Collected data entries
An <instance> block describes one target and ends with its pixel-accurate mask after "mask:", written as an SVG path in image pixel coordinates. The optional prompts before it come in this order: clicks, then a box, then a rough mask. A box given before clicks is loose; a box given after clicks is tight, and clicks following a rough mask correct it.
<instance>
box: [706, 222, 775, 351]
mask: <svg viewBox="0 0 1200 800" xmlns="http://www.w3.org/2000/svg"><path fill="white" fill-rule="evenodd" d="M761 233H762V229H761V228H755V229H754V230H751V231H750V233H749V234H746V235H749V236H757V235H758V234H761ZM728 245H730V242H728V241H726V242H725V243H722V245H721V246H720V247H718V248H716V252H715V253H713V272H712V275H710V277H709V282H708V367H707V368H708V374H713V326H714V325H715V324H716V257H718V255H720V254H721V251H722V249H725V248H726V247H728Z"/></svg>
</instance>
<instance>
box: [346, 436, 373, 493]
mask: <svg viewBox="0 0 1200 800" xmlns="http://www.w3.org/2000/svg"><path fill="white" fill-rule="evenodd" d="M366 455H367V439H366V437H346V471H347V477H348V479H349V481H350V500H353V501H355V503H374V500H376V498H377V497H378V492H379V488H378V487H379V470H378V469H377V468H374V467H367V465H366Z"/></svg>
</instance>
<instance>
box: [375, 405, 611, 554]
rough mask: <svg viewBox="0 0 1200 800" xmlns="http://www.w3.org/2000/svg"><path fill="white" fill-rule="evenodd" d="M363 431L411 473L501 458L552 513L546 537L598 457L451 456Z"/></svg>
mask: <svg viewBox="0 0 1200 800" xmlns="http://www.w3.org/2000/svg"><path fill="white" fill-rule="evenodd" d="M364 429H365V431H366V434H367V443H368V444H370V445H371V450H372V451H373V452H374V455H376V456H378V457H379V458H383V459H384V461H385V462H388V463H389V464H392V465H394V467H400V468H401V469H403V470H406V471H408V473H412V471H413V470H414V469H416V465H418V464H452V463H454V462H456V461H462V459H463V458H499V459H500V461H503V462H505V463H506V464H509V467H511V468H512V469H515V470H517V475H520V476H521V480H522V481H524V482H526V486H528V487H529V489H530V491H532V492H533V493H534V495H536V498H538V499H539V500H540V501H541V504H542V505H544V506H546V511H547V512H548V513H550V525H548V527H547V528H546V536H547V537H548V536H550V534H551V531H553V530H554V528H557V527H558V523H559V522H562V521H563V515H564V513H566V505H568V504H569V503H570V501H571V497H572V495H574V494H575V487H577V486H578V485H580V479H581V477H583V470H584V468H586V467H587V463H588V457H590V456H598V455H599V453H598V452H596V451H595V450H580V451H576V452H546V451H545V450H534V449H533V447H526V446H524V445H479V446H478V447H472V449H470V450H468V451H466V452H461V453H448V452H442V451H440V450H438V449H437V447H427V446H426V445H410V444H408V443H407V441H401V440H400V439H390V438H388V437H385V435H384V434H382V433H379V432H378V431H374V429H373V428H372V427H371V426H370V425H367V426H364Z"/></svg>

* _WORK INSTRUCTION_: Retype every line of the records above without changing anything.

* _SOLUTION TO THE EXERCISE_:
An <instance> block describes one target and ends with its pixel-accurate mask after "mask:", written as an SVG path in image pixel coordinates. The optional prompts before it come in this order: clicks, then a box, then a rough mask. A box given before clicks is loose; a box given after clicks is tight, and clicks following a rough mask correct it.
<instance>
box: [706, 222, 775, 351]
mask: <svg viewBox="0 0 1200 800" xmlns="http://www.w3.org/2000/svg"><path fill="white" fill-rule="evenodd" d="M761 233H762V229H761V228H755V229H754V230H751V231H750V233H749V234H746V235H749V236H757V235H758V234H761ZM728 245H730V242H728V241H726V242H725V243H722V245H721V246H720V247H718V248H716V252H715V253H713V272H712V275H710V277H709V282H708V367H707V368H708V374H713V326H714V325H715V324H716V257H718V255H720V254H721V251H722V249H725V248H726V247H728Z"/></svg>
</instance>
<instance>
box: [346, 436, 373, 493]
mask: <svg viewBox="0 0 1200 800" xmlns="http://www.w3.org/2000/svg"><path fill="white" fill-rule="evenodd" d="M366 455H367V439H366V437H346V471H347V477H348V479H349V481H350V500H353V501H355V503H374V500H376V498H377V497H378V492H379V488H378V487H379V470H378V469H377V468H374V467H367V465H366Z"/></svg>
</instance>
<instance>
box: [375, 405, 611, 554]
rough mask: <svg viewBox="0 0 1200 800" xmlns="http://www.w3.org/2000/svg"><path fill="white" fill-rule="evenodd" d="M363 431L411 473L501 458L552 513L546 537L598 457L451 456Z"/></svg>
mask: <svg viewBox="0 0 1200 800" xmlns="http://www.w3.org/2000/svg"><path fill="white" fill-rule="evenodd" d="M364 429H365V431H366V434H367V443H368V444H370V445H371V450H372V451H373V452H374V455H376V456H378V457H379V458H383V459H384V461H385V462H388V463H389V464H392V465H394V467H400V468H401V469H403V470H406V471H408V473H412V471H413V470H414V469H416V465H418V464H452V463H454V462H456V461H462V459H463V458H499V459H500V461H503V462H505V463H506V464H509V467H511V468H512V469H515V470H517V475H520V476H521V480H522V481H524V482H526V486H528V487H529V489H530V491H532V492H533V493H534V495H536V498H538V499H539V500H540V501H541V504H542V505H544V506H546V511H547V512H548V513H550V525H548V527H547V528H546V536H547V537H548V536H550V534H551V531H553V530H554V528H557V527H558V523H559V522H562V521H563V515H564V513H566V505H568V504H569V503H570V501H571V497H572V495H574V494H575V487H577V486H578V485H580V479H581V477H583V470H584V468H586V467H587V463H588V457H590V456H598V455H599V453H598V452H596V451H595V450H580V451H576V452H546V451H545V450H534V449H533V447H526V446H524V445H479V446H478V447H472V449H470V450H468V451H466V452H461V453H448V452H442V451H440V450H438V449H437V447H427V446H426V445H410V444H408V443H407V441H401V440H400V439H390V438H388V437H385V435H384V434H382V433H379V432H378V431H374V429H373V428H372V427H371V426H370V425H367V426H364Z"/></svg>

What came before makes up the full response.